Cardiometabolic disorders in children and adolescents are occurring progressively at early ages worldwide [1]. From a public health perspective, this is of great concern due to the tracking of childhood metabolic syndrome into adulthood [2]. The most accepted cardiometabolic risk factors during childhood and adolescence are triglycerides, blood pressure, high-density lipoprotein cholesterol (HDL), total cholesterol (TC), waist circumference, and insulin resistance [3,4].

Adolescence is a crucial period in life for the adoption of lifestyle patterns that are likely to track into their adulthood and, because many chronic diseases that appear in adulthood have their roots in childhood, it is important for youth to establish healthy habits early in life. Although a number of non-modifiable factors influence cardiometabolic health, it can be improved with healthful dietary habits and ideal levels of physical activity during childhood and adolescence [5]. Unfortunately, there is well-documented evidence on poor diet quality [6,7,8], inadequate physical activity levels [9,10], and the increase in the prevalence and severity of metabolic syndrome [11] in early ages.

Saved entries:
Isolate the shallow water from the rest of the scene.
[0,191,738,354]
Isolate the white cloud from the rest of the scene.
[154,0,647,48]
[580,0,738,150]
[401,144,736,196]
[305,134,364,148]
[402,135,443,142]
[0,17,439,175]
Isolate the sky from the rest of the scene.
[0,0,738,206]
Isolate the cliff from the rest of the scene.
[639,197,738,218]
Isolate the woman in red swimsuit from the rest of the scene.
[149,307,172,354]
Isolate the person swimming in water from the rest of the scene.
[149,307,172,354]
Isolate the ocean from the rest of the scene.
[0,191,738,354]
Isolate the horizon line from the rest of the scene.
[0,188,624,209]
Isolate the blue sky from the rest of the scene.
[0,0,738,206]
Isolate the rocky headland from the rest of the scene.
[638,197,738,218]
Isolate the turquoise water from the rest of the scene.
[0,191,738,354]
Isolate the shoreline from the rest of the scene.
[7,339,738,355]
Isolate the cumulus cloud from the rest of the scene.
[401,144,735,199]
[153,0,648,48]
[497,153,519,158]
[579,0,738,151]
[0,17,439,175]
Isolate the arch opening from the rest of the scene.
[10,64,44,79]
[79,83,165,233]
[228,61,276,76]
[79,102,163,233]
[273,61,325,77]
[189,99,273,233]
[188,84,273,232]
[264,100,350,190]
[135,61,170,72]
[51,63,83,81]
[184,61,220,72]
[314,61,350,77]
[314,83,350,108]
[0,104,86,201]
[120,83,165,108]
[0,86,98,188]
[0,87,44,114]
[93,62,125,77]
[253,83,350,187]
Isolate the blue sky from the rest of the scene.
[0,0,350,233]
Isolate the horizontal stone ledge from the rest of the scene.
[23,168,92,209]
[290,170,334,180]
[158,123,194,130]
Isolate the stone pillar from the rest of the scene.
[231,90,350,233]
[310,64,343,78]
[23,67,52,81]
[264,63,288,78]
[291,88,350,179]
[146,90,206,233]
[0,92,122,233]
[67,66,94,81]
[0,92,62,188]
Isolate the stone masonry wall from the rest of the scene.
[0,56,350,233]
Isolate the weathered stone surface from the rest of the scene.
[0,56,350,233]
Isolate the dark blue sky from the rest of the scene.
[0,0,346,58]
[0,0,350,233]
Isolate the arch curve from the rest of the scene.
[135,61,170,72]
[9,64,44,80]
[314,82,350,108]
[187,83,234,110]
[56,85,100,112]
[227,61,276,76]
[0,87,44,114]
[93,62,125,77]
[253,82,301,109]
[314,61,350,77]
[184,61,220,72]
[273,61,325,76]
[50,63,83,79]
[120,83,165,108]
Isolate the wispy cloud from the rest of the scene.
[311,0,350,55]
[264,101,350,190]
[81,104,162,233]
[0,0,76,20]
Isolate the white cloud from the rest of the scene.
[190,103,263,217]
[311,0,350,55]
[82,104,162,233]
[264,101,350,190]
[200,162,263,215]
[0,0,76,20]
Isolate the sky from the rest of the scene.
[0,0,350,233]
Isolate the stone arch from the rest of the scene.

● What the exercise asks
Rewrite the passage on cardiometabolic health from "Adolescence is a" to "in early ages.", changing "physical activity" to "exercise". The data above is separate from the passage on cardiometabolic health.

● Task result
Adolescence is a crucial period in life for the adoption of lifestyle patterns that are likely to track into their adulthood and, because many chronic diseases that appear in adulthood have their roots in childhood, it is important for youth to establish healthy habits early in life. Although a number of non-modifiable factors influence cardiometabolic health, it can be improved with healthful dietary habits and ideal levels of exercise during childhood and adolescence [5]. Unfortunately, there is well-documented evidence on poor diet quality [6,7,8], inadequate exercise levels [9,10], and the increase in the prevalence and severity of metabolic syndrome [11] in early ages.